* Start Material to process *

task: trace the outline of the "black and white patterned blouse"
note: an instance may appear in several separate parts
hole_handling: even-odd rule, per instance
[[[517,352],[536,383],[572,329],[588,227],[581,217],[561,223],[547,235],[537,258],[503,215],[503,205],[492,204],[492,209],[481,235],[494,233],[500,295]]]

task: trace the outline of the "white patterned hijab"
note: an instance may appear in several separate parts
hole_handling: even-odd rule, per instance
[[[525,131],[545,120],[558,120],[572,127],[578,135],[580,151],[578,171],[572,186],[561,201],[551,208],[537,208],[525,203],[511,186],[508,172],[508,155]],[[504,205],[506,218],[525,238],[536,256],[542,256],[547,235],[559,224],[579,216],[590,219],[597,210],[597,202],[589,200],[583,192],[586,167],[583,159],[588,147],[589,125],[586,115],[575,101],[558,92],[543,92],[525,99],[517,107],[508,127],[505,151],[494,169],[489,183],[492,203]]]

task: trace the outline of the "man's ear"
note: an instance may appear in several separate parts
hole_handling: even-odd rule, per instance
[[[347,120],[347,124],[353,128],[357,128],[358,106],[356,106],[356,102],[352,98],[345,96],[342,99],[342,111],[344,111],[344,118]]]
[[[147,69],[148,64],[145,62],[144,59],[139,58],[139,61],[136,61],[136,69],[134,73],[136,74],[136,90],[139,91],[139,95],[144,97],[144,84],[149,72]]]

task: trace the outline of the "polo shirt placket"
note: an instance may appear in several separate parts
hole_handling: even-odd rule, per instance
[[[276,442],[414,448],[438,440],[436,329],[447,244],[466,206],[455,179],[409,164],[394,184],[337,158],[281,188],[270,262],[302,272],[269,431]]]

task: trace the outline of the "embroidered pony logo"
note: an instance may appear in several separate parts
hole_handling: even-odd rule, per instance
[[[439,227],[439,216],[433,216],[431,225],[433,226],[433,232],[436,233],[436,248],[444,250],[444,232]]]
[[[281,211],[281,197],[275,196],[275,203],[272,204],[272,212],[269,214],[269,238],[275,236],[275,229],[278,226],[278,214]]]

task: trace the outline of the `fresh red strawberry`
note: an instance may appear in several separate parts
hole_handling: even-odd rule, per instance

* End Material to process *

The exercise.
Reproduce each line verbatim.

The response.
task: trace the outline of the "black and white patterned blouse"
note: an instance may appear in several separate parts
hole_handling: even-odd rule, per instance
[[[517,352],[536,383],[572,329],[588,227],[581,217],[561,223],[547,235],[537,258],[503,215],[503,205],[492,204],[492,209],[481,235],[494,233],[500,295]]]

task: trace the outline of the "white patterned hijab"
note: an instance may appear in several separate parts
hole_handling: even-odd rule, per instance
[[[525,131],[545,120],[558,120],[572,127],[578,135],[580,151],[578,171],[572,186],[561,201],[551,208],[537,208],[525,203],[511,186],[508,172],[508,155]],[[504,205],[506,218],[525,238],[536,256],[542,256],[547,235],[559,224],[579,216],[590,219],[597,210],[597,202],[589,200],[583,192],[586,167],[583,159],[588,147],[589,125],[586,115],[575,101],[558,92],[543,92],[525,99],[517,107],[508,127],[505,151],[494,169],[489,183],[492,203]]]

task: trace the outline of the "man's ear"
note: an instance may appear in several separate parts
hole_handling: even-odd rule, per instance
[[[347,120],[347,124],[353,128],[357,128],[358,106],[356,106],[356,102],[352,98],[345,96],[342,99],[342,111],[344,111],[344,118]]]
[[[147,69],[148,64],[145,62],[144,59],[139,58],[139,61],[136,61],[136,69],[134,73],[136,74],[136,90],[139,91],[139,95],[144,97],[144,84],[149,72]]]

task: trace the outline of the "polo shirt placket"
note: an instance may appear in several separate parts
hole_handling: even-odd rule, per instance
[[[276,442],[414,448],[438,440],[436,329],[447,244],[466,206],[455,179],[409,164],[394,184],[337,158],[281,188],[270,262],[302,272],[269,431]]]

task: trace the outline of the "embroidered pony logo"
note: an instance may appear in several separate parts
hole_handling: even-odd rule, per instance
[[[439,227],[439,216],[433,216],[431,225],[433,226],[433,232],[436,233],[436,248],[444,250],[444,232]]]
[[[281,211],[281,197],[275,196],[275,203],[272,204],[272,212],[269,214],[269,238],[275,236],[275,229],[278,226],[278,214]]]

task: trace the outline of the `fresh red strawberry`
note: an instance may appear in several separate parts
hole_handling: even-odd rule, per instance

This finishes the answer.